:: Text shown ::
• • • •
The Next 3 Dividend Burnouts?

With the S&P 500 down some 45% since the start of 2008, many wary investors have been turning to the safety of dividend-paying stocks. In just the last three months of '08, domestic dividend-focused ETFs that invest in high-yielders like AT&T (NYSE: T  ) and Chevron experienced net inflows of $1 billion.

Dividends help to smooth out volatility, and as Jeremy Siegel notes, they're especially attractive during down markets, when their yields rise. Research by Professors Fuller and Goldstein supports his findings: the duo calculated that from 1970-2000, dividend-paying stocks outperformed non-dividend-paying stocks during market declines by an average of 1% to 1.5% per month.

But there's a catch
Even the most careful income-seeking investors were probably burned by the Great Dividend Implosion of 2008. According to data from Capital IQ, some 370 companies cut their dividends last year, for an average return of negative 56%. And we're not just talking dividend upstarts like Whole Foods (Nasdaq: WFMI  ) , which first instituted a dividend policy in 2004. Many cutters were stalwarts -- Dow Chemical had consistently raised or maintained its dividend since 1912, before reducing its payout in February of this year.

So how can you tell if your company is about to make a cut? In an article last month, I called out General Electric (NYSE: GE  ) and Calumet Energy as risking dividend cuts. (GE announced a cut the following week, while Calumet has yet to do so.) Among the warning signs I pointed out:

  • High yields
  • High payout ratios
  • Industry headwinds

Extremely high yields signal investors' skepticism that the company will be able to maintain its dividend. A high payout ratio -- particularly when combined with a difficult operating environment -- suggests that the company doesn't have enough free cash flow to support the payouts.
• • • •
:: Problems to solve ::
1. Answer these questions using the article on dividend cuts:
(a) What net inflows did domestic dividend-focused ETFs receive in the last three months of '08?
(b) Since what year had Dow Chemical consistently raised or maintained its dividend?
(c) Of the two companies called out as risking dividend cuts, which one announced a cut the following week?
2. Reproduce the passage of the article on dividend cuts that starts at "The Next 3 Dividend" and ends at "of $1 billion.".

:: Record set ::
• • • •
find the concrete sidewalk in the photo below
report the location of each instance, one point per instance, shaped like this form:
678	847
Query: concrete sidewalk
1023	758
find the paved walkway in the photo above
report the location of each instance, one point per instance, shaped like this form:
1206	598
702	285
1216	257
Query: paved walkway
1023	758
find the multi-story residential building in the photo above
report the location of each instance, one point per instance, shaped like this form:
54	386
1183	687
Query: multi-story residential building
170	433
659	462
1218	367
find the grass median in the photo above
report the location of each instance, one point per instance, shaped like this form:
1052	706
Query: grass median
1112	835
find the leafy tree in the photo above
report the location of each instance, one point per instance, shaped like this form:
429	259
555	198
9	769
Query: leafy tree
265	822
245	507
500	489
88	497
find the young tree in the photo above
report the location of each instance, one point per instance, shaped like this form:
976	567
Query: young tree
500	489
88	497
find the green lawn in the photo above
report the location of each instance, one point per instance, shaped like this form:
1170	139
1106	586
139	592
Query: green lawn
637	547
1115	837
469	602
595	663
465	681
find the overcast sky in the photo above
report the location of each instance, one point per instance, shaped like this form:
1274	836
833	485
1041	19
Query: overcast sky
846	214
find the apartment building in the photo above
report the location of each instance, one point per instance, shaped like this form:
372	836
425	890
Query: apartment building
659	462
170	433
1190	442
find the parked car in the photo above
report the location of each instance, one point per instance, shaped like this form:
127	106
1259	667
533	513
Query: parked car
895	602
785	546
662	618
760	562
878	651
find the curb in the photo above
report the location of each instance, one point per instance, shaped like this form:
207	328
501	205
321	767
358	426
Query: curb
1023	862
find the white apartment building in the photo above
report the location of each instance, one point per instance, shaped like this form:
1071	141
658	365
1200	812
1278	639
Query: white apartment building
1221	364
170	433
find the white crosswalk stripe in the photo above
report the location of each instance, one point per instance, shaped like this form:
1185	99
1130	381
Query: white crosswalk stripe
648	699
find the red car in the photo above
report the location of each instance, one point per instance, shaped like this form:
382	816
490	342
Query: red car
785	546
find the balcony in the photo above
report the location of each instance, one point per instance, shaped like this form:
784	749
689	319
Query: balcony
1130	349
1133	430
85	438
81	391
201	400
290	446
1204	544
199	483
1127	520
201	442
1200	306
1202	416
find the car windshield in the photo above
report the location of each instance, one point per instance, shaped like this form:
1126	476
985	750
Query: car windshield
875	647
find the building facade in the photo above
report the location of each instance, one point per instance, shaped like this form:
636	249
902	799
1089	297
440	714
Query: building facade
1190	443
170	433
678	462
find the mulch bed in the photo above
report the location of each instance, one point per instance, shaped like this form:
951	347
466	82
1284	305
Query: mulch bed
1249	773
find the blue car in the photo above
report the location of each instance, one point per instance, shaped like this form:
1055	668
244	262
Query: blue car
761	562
• • • •
:: Solutions to each task ::
1.
(a) $1 billion
(b) 1912
(c) General Electric

2.
The Next 3 Dividend Burnouts?

With the S&P 500 down some 45% since the start of 2008, many wary investors have been turning to the safety of dividend-paying stocks. In just the last three months of '08, domestic dividend-focused ETFs that invest in high-yielders like AT&T (NYSE: T  ) and Chevron experienced net inflows of $1 billion.